╭─ RECORDS FOR THIS TASK

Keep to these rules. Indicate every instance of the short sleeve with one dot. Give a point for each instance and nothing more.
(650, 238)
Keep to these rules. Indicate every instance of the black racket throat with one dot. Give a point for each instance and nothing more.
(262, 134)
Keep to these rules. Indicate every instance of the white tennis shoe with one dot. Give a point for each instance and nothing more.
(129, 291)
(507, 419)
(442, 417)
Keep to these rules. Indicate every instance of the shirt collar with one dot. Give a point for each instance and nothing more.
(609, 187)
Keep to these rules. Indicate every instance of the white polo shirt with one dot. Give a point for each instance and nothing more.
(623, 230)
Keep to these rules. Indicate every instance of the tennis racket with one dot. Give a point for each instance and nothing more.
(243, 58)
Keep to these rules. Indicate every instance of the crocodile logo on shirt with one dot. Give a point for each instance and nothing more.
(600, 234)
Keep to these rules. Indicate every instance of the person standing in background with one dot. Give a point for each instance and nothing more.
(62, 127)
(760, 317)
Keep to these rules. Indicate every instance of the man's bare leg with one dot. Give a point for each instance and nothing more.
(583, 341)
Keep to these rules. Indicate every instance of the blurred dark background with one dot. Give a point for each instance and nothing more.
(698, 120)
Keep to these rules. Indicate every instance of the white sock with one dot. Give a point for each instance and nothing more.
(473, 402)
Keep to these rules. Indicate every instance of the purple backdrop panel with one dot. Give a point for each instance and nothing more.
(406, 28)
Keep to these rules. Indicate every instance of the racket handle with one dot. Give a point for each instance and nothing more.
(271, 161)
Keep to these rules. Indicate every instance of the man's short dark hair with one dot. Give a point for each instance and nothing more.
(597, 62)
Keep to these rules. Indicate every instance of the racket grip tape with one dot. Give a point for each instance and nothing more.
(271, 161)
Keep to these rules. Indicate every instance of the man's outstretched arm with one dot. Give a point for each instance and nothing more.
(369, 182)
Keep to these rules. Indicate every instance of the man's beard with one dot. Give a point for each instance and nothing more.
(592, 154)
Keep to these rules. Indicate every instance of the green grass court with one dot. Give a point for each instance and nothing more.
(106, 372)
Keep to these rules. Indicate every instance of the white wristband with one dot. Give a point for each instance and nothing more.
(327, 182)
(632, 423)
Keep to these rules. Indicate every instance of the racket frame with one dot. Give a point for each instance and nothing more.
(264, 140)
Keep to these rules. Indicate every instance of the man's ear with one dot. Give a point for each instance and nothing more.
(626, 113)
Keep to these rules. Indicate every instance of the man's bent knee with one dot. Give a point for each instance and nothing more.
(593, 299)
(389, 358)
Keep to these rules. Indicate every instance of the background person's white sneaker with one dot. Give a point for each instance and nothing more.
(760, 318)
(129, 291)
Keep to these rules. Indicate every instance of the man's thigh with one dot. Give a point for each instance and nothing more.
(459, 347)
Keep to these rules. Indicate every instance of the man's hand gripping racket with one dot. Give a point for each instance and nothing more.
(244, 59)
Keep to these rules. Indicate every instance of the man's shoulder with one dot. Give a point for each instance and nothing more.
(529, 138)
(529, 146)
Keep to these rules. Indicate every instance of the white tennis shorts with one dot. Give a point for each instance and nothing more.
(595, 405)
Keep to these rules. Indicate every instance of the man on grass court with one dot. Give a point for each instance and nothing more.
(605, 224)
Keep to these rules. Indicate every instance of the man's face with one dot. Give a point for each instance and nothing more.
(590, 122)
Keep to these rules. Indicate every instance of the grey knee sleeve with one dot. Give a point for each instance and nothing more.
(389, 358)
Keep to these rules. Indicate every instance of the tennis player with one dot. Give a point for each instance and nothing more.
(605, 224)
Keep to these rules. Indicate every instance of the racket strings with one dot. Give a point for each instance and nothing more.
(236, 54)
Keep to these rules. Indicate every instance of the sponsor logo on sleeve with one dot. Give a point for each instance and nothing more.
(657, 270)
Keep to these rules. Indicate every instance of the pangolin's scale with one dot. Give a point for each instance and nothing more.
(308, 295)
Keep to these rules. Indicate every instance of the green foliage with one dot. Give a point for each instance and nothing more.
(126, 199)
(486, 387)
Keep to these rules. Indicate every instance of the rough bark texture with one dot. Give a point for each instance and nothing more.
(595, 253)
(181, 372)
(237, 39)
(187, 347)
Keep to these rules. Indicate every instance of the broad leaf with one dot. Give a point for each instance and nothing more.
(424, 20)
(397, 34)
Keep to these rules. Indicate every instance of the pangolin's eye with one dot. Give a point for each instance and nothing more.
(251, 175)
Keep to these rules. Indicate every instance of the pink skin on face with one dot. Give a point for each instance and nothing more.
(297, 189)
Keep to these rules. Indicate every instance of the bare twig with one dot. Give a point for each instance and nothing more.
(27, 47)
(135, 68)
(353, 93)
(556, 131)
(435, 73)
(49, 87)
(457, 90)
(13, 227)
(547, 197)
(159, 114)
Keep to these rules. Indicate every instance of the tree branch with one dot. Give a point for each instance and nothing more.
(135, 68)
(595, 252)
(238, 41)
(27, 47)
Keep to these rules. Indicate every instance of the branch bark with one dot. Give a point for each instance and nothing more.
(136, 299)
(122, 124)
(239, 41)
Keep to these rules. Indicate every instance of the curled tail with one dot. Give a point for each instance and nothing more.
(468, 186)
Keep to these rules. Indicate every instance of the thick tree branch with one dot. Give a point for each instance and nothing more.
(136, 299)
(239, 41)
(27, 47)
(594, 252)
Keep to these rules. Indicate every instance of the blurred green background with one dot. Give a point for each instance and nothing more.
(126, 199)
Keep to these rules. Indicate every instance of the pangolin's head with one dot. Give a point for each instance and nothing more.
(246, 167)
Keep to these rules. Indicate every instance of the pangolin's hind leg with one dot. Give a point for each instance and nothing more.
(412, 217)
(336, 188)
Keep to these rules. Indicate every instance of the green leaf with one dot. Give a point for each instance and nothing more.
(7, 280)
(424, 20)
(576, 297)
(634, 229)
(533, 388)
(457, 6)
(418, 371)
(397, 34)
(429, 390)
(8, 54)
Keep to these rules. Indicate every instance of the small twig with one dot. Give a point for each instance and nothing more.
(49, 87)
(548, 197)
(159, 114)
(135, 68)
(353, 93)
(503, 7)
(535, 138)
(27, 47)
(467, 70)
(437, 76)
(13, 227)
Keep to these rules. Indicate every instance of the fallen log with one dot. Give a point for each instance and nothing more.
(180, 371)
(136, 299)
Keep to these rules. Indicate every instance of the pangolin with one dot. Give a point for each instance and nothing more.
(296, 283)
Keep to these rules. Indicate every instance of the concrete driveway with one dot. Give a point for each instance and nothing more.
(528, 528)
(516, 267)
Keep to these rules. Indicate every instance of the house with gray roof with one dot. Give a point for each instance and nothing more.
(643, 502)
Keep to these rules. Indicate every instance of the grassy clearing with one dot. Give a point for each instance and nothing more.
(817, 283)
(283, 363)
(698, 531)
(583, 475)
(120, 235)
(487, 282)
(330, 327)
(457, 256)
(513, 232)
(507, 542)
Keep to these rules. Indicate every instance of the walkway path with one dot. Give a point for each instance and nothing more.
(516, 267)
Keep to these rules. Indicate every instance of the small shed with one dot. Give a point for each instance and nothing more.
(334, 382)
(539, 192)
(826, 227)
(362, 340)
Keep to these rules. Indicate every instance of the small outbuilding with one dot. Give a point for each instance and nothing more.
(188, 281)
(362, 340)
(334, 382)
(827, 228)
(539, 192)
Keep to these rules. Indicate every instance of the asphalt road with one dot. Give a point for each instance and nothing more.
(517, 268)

╰─

Return exactly the lines from the one containing "Keep to these rules. Indicate every instance of the grassy" to the last line of the data, and nothing more.

Keep to these rules. Indicate every instance of the grassy clearing with one dot. Give a point for each instance and nothing more.
(817, 283)
(283, 363)
(698, 531)
(583, 475)
(120, 235)
(487, 282)
(330, 327)
(457, 256)
(513, 232)
(507, 542)
Keep to these rules. Indicate every instance of the walkway path with one dot. Give a point for each instance and nothing more.
(516, 267)
Keep to these rules. Indicate every instance of the small shed with one dot. Give a point for each instance and nothing more.
(334, 382)
(539, 192)
(826, 227)
(362, 340)
Keep to these rules. Indicate every instance of the small outbuilding with one dot. Give a point for each instance and nothing more.
(188, 281)
(362, 340)
(334, 382)
(827, 228)
(539, 192)
Keep to these rules. Indicate every instance of the asphalt road with one dot. Give a point for each instance and nothing more.
(517, 268)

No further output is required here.